• [TASK OBJECTIVE]
Pull each line holding the word "below" from the data.

(RECORD SET)

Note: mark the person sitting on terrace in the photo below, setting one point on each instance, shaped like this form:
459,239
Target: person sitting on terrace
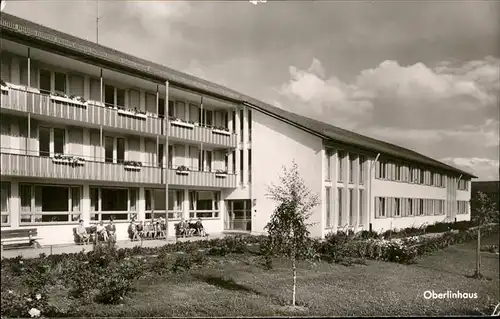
101,232
81,232
163,228
200,230
111,230
183,227
140,230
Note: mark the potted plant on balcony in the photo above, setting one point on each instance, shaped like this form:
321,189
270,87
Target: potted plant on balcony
221,173
220,130
132,165
4,86
182,170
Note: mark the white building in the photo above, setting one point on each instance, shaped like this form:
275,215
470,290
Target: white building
64,158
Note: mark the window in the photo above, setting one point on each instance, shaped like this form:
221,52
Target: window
59,82
341,156
328,207
76,85
109,95
203,204
120,97
397,207
95,90
59,140
361,170
49,203
352,207
113,203
361,206
328,165
462,185
155,203
340,200
5,203
380,206
352,160
44,141
120,150
45,86
108,149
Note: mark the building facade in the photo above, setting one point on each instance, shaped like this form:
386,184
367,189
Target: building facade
94,134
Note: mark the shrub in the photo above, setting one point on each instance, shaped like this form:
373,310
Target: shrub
118,280
182,262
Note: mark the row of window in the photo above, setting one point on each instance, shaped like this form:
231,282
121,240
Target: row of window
355,169
50,203
355,213
411,174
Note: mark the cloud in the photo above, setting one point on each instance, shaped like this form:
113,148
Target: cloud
446,110
484,168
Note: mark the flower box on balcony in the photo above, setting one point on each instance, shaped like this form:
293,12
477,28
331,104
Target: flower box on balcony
182,123
182,170
132,113
67,100
96,103
220,131
68,159
132,165
221,174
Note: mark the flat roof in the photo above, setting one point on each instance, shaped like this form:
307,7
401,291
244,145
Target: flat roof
36,35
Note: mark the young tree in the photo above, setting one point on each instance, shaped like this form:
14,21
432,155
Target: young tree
288,233
485,212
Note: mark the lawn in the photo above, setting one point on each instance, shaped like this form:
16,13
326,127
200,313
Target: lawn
235,286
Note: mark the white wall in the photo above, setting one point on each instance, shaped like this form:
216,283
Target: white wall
276,144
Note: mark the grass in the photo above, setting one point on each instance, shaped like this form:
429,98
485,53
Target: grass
236,286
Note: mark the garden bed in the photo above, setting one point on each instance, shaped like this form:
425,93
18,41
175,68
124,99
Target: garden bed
79,284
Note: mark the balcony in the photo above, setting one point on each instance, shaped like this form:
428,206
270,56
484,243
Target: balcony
188,131
18,100
72,110
45,167
203,179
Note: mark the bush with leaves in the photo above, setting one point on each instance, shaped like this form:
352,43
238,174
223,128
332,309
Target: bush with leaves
118,280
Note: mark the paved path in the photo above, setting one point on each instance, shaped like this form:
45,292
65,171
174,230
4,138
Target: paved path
73,248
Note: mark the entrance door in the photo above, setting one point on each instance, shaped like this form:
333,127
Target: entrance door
239,215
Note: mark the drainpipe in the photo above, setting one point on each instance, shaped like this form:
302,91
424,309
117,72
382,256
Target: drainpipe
166,153
372,164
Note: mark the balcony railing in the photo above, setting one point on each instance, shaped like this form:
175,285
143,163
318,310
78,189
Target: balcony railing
75,168
67,109
94,114
205,179
46,167
195,132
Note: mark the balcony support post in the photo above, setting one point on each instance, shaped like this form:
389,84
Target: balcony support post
157,100
166,152
202,117
101,86
28,138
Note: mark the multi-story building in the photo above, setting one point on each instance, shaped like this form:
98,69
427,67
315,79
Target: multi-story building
91,133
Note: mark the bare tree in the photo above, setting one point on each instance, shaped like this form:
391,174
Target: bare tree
288,227
485,212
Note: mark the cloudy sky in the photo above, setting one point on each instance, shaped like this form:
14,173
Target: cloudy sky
424,75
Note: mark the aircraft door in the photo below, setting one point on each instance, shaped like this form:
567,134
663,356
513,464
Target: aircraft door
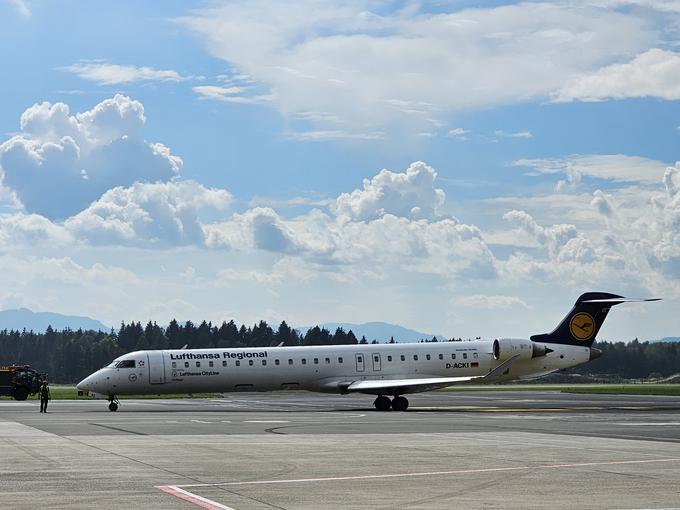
360,362
156,367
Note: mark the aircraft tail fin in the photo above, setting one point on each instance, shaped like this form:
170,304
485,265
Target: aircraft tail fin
585,319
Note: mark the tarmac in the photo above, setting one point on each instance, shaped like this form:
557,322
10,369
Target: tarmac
295,450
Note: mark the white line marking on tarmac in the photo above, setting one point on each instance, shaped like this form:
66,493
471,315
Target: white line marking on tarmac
438,473
190,497
266,421
648,424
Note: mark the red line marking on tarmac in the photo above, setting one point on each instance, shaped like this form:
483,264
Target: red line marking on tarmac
190,497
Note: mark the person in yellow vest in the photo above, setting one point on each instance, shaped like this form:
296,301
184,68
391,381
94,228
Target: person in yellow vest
44,394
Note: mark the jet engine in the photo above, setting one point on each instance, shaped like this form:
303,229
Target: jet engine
505,348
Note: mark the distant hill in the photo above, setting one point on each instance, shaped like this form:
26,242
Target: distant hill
666,339
23,318
381,331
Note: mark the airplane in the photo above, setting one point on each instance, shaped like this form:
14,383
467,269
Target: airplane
384,370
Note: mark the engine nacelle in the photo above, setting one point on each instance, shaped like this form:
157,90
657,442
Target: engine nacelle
506,348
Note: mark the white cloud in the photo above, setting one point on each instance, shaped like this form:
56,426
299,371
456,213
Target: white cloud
516,134
232,94
59,162
322,136
158,214
485,302
410,194
18,229
614,167
408,68
21,6
654,73
458,133
103,73
602,203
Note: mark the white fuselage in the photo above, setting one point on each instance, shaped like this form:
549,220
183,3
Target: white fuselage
313,368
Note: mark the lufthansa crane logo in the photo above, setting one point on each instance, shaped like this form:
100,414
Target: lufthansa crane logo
582,326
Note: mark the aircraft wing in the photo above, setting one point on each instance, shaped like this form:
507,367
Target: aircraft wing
401,386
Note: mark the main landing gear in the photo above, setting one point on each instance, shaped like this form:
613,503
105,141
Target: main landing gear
382,403
113,403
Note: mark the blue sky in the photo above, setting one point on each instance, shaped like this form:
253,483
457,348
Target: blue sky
434,165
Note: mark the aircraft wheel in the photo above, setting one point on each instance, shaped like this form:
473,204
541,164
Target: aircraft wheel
399,403
382,403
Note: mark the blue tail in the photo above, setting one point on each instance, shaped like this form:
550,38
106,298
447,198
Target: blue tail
582,323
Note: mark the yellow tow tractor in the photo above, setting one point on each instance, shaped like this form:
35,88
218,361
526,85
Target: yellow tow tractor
19,381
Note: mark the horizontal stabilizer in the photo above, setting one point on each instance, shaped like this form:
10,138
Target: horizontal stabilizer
616,301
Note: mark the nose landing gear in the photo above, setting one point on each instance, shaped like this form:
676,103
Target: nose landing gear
382,403
113,403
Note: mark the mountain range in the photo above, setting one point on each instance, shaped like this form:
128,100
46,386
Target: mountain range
23,318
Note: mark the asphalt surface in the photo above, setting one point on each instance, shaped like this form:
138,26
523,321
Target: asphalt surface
291,450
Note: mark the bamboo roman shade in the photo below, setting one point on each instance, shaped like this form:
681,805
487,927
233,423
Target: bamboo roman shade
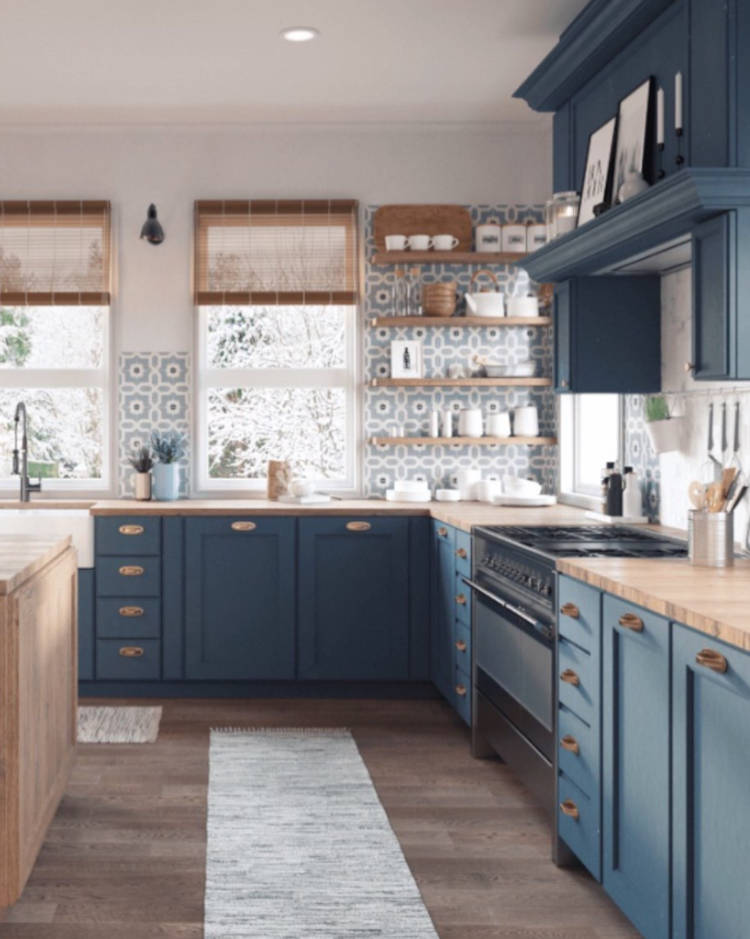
54,253
276,252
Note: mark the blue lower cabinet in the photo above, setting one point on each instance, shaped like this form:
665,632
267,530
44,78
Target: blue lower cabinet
711,788
636,776
239,598
353,598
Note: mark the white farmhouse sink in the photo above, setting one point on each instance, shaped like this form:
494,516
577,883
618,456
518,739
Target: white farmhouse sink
53,523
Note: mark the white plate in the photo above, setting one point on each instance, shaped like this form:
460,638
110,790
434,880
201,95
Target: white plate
529,501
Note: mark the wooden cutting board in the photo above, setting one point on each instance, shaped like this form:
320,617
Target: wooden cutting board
423,220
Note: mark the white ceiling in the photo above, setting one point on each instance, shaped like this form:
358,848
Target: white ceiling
144,61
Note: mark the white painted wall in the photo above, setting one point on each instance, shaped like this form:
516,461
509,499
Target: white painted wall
172,166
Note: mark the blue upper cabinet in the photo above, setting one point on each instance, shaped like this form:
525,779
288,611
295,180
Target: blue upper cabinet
354,610
239,598
711,795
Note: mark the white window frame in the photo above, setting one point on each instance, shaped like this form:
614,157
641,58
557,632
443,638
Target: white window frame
347,378
570,489
48,378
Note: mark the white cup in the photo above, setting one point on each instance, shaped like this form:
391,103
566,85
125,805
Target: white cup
420,242
526,422
395,242
444,242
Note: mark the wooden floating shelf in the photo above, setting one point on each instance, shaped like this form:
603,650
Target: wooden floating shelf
447,257
510,382
463,441
394,321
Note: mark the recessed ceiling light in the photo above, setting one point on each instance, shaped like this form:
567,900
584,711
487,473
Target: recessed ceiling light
300,33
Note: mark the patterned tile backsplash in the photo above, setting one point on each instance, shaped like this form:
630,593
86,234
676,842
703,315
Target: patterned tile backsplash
410,407
154,394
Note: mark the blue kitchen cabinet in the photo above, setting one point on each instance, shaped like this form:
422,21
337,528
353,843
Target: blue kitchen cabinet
608,335
353,598
636,777
711,788
239,598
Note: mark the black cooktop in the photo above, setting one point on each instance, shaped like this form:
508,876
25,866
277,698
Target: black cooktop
588,540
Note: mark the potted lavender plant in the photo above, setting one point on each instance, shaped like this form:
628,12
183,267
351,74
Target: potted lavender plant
168,448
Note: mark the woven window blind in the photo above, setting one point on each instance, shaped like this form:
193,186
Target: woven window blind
54,253
276,252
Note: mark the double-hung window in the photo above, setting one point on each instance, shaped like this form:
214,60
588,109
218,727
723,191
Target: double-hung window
276,289
54,340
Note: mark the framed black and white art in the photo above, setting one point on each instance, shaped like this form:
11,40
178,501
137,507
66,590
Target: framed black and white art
597,174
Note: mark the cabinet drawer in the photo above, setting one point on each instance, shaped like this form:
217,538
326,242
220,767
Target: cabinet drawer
577,685
137,617
581,829
579,612
128,576
463,553
139,659
578,751
133,534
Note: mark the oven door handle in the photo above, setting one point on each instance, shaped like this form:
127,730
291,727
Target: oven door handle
504,603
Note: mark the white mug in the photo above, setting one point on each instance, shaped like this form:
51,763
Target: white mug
420,242
444,242
395,242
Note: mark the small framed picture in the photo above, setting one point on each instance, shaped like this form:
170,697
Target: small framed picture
406,358
633,143
596,188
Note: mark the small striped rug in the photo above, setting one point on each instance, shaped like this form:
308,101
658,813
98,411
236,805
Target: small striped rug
299,846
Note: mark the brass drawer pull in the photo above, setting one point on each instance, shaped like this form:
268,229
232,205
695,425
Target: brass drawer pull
709,658
631,621
131,611
131,570
570,677
244,526
131,529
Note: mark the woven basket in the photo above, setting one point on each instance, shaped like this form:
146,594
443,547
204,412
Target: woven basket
439,299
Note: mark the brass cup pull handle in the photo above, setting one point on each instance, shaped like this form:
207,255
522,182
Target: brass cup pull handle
131,611
571,610
631,621
709,658
131,529
570,677
131,570
244,526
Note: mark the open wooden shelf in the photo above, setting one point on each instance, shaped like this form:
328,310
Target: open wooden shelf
463,441
447,257
509,382
393,321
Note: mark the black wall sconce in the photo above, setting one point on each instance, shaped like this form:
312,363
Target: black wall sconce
152,230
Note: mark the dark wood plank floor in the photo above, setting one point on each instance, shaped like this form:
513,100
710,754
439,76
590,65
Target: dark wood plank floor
125,856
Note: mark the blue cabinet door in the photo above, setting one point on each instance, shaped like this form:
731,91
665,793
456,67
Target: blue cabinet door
442,608
239,598
711,794
636,764
353,578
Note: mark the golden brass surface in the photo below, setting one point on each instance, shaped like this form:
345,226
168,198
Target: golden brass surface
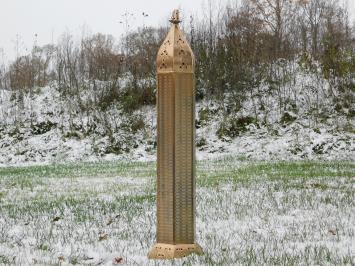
176,147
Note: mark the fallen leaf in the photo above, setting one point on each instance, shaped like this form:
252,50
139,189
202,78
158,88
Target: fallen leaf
103,237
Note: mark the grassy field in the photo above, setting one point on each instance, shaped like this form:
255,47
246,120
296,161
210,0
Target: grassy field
248,213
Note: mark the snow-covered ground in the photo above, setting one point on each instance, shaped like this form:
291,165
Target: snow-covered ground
43,137
247,214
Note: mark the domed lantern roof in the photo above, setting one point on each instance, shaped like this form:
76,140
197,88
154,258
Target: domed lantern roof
175,54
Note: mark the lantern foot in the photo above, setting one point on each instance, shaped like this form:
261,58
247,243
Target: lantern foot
168,251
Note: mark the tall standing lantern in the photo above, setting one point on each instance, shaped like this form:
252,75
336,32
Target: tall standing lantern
176,147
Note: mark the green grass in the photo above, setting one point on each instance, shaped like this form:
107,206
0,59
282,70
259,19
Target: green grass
249,213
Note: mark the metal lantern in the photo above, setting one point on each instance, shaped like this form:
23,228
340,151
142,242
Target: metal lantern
176,147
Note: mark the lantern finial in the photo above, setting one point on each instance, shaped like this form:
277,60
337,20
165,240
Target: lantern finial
175,17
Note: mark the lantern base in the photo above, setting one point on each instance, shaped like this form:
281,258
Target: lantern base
168,251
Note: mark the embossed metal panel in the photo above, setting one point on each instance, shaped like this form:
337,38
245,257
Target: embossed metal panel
176,147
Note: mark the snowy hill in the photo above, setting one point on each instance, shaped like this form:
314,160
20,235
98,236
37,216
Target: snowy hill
42,126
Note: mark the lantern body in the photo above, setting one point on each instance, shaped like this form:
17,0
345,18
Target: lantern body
176,148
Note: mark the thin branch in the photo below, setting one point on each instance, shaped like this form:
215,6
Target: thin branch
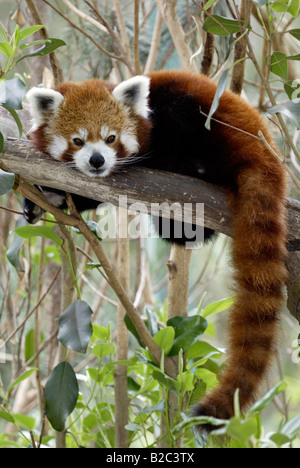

(End RECORD SET)

• [ANSWER BOX]
Note: mark the person sitting on terrace in the photo below, setting one point on each instance, shaped like this form:
Note: mark the aircraft door in the photo below, setting one point on each instance, shaped like this form:
Note: mark the bamboo roman shade in the photo below, setting one point on each instance, shaped like this form:
Note: mark the golden brass surface in the photo below, setting one point on each instance, shaped like this form:
Note: mark the thin branch in the photo below, setting one point on each instance, shaped like this form:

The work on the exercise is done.